◆ **WORK TASK 1**
Please rewrite the environment documentation from "Rollout signals accept" to "explicit advantage handlers.", substituting "grading" for every "scoring".
◆ **WORK TASK 2**
In the environment documentation, what does v1 config own?
◆ **WORK TASK 3**
Carry on the environment documentation from where it stops.

Rollout signals accept task, state, plus any Toolset-bound hidden args. Group signals accept exactly tasks, states and return one value per state. Setup functions use @vf.setup and run before the program body; update functions use @vf.update and run before scoring; cleanup functions use @vf.cleanup and run after scoring; teardown functions use @vf.teardown. For sandbox command/Python programs, program files, directories, setup commands, state handoff, and tool-interface setup are framework setup contributions with fixed priorities. User @vf.setup(priority=...) handlers can intentionally run before or after those built-ins without adding new lifecycle hooks. env.requires_group_rollouts is true when group-stage updates, scoring, cleanup, or group setup are part of the environment contract. env.provides_advantages is true when the environment has explicit advantage handlers.

TOML Config

Eval and RL TOML own the outer run: model, endpoint, sampling, rollout count, and trainer/eval settings. v1 config owns taskset and harness behavior inside the environment package. The recommended loader takes one config object and routes its taskset and harness sections:
def load_environment(config: vf.EnvConfig | None = None):
    config = config or vf.EnvConfig()
    return vf.Env(
        taskset=load_taskset(config=config.taskset),
        harness=load_harness(config=config.harness),
    )
Eval config passes named environment args through args and v1 config through the taskset/harness sections:
model = "openai/gpt-5.4-mini"
num_examples = 5
rollouts_per_example = 3

[[eval]]
env_id = "my-v1-env"
sampling_args = { max_tokens = 4096 }

[eval.harness]
max_turns = 4

[eval.taskset.scoring.exact_answer]
weight = 0.5
For concise v0-style named args, pass typed child config objects as defaults. Explicit taskset/harness sections stay the most specific source and override those defaults.
class MyTasksetConfig(vf.TasksetConfig):
    split: str = "train"


def load_taskset(
    split: str | None = None,
    config: vf.TasksetConfig | None = None,
):
    config = MyTasksetConfig(config, split=split)
    ...


def load_harness(
    max_turns: int | None = None,
    config: vf.HarnessConfig | None = None,
):
    config = vf.HarnessConfig(config, max_turns=max_turns)
    ...


def load_environment(
    config: vf.EnvConfig | None = None,
    split: str = "train",
    max_turns: int = 10,
):
    config = vf.EnvConfig(
        config,
        taskset=MyTasksetConfig(split=split),
        harness=vf.HarnessConfig(max_turns=max_turns),
    )
    return vf.Env(
        taskset=load_taskset(config=config.taskset),
        harness=load_harness(config=config.harness),
    )

◆ **GIVEN ENTRIES**
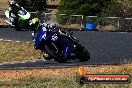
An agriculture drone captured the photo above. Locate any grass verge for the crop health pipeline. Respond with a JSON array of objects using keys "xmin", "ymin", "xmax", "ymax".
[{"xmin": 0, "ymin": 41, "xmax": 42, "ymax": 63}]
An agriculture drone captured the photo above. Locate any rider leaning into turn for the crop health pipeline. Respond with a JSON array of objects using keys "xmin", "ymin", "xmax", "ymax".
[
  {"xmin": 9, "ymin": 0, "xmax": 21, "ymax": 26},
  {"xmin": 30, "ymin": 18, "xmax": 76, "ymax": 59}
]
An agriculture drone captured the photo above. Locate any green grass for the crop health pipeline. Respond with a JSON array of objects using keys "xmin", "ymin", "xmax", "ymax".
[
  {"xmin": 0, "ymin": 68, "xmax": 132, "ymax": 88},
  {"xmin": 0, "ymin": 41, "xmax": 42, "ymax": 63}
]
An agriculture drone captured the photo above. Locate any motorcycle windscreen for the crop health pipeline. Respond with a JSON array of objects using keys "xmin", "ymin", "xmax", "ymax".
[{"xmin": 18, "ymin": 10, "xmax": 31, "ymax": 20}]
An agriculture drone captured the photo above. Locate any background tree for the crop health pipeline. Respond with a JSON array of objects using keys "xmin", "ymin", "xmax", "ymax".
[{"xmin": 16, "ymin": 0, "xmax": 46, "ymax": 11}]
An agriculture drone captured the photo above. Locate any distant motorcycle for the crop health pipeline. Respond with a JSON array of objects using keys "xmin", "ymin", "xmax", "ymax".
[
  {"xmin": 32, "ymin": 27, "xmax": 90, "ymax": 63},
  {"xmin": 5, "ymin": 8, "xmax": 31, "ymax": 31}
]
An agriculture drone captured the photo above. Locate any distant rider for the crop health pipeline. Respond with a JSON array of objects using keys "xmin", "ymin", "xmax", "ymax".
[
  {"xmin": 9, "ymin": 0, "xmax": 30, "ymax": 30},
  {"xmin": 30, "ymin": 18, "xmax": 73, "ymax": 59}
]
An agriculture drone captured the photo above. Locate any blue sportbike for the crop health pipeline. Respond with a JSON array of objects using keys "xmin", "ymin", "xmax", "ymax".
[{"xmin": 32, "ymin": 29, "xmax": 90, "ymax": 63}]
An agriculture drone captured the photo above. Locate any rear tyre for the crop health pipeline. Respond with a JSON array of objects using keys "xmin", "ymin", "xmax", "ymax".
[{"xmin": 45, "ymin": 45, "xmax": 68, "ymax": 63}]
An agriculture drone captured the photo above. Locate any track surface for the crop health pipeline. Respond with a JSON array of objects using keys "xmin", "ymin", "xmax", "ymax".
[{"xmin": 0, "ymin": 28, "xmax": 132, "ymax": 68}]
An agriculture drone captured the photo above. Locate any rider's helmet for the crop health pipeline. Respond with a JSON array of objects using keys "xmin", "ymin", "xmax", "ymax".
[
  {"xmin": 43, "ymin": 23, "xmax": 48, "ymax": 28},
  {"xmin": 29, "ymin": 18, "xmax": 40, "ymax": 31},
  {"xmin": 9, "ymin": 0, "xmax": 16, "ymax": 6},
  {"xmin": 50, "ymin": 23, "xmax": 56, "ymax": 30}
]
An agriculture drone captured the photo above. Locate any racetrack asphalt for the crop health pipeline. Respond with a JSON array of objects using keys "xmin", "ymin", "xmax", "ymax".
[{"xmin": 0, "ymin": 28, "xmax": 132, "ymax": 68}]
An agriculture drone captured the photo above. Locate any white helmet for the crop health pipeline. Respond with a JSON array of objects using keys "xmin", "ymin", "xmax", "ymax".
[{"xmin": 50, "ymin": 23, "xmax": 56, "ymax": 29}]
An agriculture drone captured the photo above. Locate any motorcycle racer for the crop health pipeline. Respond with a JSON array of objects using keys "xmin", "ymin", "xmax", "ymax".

◆ **WRITTEN REPLY 1**
Rollout signals accept task, state, plus any Toolset-bound hidden args. Group signals accept exactly tasks, states and return one value per state. Setup functions use @vf.setup and run before the program body; update functions use @vf.update and run before grading; cleanup functions use @vf.cleanup and run after grading; teardown functions use @vf.teardown. For sandbox command/Python programs, program files, directories, setup commands, state handoff, and tool-interface setup are framework setup contributions with fixed priorities. User @vf.setup(priority=...) handlers can intentionally run before or after those built-ins without adding new lifecycle hooks. env.requires_group_rollouts is true when group-stage updates, grading, cleanup, or group setup are part of the environment contract. env.provides_advantages is true when the environment has explicit advantage handlers.

◆ **WRITTEN REPLY 2**
Taskset and harness behavior inside the environment package.

◆ **WRITTEN REPLY 3**
RL and Hosted Training config uses the same shape under env:
model = "Qwen/Qwen3-30B-A3B-Instruct-2507"
max_steps = 100
batch_size = 256
rollouts_per_example = 8

[sampling]
max_tokens = 4096

[[env]]
id = "primeintellect/my-v1-env"

[env.args]
arg1 = "non-th-arg"

[env.harness]
max_turns = 8

[env.taskset.toolsets.search]
tools = ["my_env.tools:search"]
bindings = { "search.index" = "objects.index" }
Callable config uses fn = "module:callable" when metadata is needed:
[[env.taskset.rewards]]
fn = "my_env.signals:exact_answer"
weight = 1.0
priority = 0
The callable name is always its Python function name. Use [...scoring.function_name] to tune or skip an existing metric/reward without creating a new signal. For command harnesses, keep endpoint and tool registration under the requested program.tools interface:
[env.harness.program]
command = ["my-cli", "run", "--config", "/tmp/my-cli.json"]
sandbox = true

[env.harness.program.tools]
mcp = { fn = "my_env.cli:write_cli_config" }

[env.harness.program.bindings]
"write_cli_config.endpoint_config" = { fn = "my_env.cli:endpoint_config" }
The implementation details for TOML refs, toolset tables, source loaders, program bindings, and custom config subclasses are in verifiers/v1/README.md.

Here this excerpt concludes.